▸ THE EXERCISE
Copy everything from the line containing "is the dirt" down to the line containing "top-left (0, 21), bottom-right (640, 480)", swapping "aerial residential neighborhood" for "overhead view of a housing area" and leaving everything else unchanged.

Entries from a box labeling dataset
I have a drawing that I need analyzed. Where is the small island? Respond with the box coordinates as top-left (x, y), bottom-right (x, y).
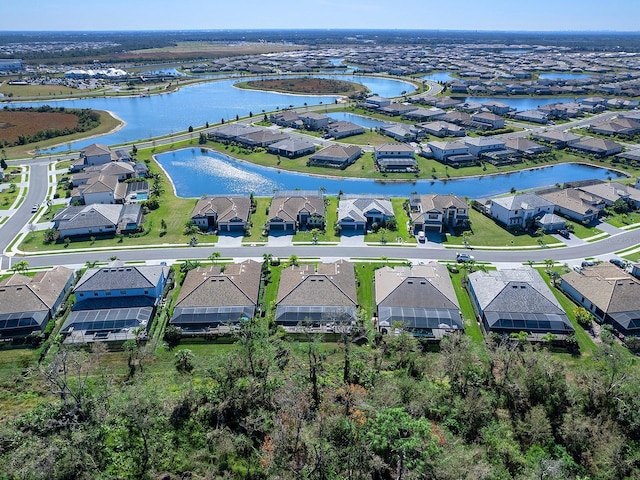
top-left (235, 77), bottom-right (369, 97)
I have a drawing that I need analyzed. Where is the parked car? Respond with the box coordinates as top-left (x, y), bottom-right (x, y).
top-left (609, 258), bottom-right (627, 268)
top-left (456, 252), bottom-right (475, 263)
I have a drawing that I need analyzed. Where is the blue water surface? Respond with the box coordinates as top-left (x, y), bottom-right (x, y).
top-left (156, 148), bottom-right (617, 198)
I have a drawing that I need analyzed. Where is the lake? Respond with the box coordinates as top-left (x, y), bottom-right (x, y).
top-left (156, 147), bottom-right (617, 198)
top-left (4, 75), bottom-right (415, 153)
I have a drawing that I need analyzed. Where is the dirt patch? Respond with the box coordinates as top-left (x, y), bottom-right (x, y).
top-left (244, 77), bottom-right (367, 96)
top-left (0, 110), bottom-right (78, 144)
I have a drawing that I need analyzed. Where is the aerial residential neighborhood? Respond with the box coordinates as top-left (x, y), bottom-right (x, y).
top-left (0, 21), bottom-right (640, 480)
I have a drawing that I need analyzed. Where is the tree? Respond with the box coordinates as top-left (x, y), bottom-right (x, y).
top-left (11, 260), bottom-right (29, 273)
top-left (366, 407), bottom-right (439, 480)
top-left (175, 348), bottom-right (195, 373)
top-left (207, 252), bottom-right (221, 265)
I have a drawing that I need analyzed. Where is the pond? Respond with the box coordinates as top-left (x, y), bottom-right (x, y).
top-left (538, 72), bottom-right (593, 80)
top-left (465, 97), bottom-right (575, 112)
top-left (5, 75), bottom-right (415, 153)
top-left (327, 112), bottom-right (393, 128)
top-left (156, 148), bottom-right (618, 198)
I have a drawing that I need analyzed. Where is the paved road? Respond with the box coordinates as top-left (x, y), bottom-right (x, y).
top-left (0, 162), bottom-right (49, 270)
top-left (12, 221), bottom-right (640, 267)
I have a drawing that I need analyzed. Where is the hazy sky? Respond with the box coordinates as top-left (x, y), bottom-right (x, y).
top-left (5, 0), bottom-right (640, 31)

---

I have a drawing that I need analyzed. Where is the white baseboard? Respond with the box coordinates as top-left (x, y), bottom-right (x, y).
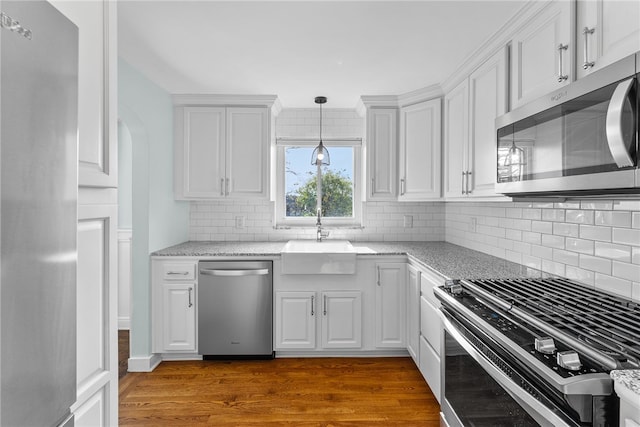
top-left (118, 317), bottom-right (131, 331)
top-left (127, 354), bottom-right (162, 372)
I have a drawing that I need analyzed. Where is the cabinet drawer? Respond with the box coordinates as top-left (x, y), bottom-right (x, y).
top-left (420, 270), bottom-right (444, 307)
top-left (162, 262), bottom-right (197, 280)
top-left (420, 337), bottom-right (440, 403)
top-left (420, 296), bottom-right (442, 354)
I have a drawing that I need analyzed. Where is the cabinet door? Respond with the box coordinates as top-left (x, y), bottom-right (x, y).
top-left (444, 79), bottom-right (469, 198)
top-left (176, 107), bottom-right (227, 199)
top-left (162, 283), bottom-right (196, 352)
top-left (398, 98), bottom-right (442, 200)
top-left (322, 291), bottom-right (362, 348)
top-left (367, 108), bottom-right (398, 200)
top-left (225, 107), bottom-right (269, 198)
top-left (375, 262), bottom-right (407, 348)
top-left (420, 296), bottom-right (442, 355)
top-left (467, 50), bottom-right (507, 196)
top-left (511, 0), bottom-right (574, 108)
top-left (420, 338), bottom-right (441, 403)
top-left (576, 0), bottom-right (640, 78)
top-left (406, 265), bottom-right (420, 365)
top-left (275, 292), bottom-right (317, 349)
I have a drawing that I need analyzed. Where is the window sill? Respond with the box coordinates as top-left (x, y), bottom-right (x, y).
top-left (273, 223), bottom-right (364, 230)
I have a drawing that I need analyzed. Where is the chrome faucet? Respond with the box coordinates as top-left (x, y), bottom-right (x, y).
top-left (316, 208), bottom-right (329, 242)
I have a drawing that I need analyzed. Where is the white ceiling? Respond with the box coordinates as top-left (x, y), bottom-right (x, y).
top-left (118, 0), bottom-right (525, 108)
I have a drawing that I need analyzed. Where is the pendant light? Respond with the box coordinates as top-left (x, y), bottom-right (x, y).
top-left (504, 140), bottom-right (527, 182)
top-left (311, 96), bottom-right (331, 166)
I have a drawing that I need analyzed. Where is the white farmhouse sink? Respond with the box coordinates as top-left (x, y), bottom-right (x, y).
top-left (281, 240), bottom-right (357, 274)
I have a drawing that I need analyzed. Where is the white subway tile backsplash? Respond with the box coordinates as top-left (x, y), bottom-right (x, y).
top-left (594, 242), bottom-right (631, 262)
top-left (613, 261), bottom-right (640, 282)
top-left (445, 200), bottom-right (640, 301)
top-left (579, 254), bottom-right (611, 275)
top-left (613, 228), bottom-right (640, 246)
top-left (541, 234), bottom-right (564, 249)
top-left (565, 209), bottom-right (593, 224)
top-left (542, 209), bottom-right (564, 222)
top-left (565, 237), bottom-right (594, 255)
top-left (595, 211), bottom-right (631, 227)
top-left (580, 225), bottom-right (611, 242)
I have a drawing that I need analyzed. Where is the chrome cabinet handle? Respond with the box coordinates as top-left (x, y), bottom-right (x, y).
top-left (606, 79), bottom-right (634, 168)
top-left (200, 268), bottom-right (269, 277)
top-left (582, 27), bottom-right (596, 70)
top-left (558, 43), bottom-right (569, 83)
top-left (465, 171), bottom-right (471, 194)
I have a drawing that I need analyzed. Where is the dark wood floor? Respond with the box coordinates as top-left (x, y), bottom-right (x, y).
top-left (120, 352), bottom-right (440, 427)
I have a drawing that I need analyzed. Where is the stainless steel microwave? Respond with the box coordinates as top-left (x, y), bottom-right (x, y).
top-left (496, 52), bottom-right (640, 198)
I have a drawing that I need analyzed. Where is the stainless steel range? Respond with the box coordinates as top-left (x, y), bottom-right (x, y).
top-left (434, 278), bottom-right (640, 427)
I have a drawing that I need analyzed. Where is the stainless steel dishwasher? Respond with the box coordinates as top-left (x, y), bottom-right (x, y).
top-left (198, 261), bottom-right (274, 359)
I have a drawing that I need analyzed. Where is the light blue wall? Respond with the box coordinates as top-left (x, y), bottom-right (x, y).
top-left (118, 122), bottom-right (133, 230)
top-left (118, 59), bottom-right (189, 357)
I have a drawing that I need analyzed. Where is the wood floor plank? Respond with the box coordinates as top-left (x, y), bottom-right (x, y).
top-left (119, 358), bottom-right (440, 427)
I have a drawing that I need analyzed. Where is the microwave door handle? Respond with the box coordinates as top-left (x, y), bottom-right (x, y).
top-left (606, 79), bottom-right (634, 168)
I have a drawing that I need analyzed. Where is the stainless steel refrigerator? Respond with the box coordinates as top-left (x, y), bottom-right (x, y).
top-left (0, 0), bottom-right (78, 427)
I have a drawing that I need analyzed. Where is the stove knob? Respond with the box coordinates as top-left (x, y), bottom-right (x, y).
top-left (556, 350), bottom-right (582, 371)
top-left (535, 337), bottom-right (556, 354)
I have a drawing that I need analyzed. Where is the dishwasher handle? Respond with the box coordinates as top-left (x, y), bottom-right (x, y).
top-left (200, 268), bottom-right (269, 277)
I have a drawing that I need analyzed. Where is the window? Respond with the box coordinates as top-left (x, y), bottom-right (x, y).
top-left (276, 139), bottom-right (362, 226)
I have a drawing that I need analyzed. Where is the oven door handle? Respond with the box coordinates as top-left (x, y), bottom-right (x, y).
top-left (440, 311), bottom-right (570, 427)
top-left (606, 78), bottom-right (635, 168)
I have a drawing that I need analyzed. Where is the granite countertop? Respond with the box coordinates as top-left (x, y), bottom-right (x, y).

* * *

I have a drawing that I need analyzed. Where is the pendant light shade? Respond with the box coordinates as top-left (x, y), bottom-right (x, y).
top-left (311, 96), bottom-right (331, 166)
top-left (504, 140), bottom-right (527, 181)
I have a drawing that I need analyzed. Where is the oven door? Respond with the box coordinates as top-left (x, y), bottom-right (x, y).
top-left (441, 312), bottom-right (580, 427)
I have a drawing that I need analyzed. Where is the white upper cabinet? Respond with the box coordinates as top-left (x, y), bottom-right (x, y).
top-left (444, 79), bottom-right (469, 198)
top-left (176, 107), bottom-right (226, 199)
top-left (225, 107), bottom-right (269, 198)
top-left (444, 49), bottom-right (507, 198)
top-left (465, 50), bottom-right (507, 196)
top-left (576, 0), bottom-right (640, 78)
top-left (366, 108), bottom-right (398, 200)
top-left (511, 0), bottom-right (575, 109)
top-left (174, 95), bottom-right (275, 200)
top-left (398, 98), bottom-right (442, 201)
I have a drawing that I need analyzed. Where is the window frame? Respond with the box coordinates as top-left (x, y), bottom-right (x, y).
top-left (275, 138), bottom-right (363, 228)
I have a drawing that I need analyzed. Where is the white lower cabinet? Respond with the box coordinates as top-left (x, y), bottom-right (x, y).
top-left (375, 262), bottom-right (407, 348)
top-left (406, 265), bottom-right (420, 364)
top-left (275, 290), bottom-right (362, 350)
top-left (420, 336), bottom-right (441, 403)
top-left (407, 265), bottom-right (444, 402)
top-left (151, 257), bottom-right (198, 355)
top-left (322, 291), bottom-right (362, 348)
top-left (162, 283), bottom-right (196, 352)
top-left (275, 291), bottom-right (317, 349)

▸ THE RESULT
I have a drawing that I need analyzed. Where is the dirt patch? Respond with the box coordinates as top-left (x, y), bottom-right (x, y).
top-left (244, 77), bottom-right (367, 96)
top-left (0, 110), bottom-right (78, 144)
I have a drawing that I need analyzed. Where is the overhead view of a housing area? Respond with the box coordinates as top-left (x, y), bottom-right (x, y).
top-left (0, 21), bottom-right (640, 480)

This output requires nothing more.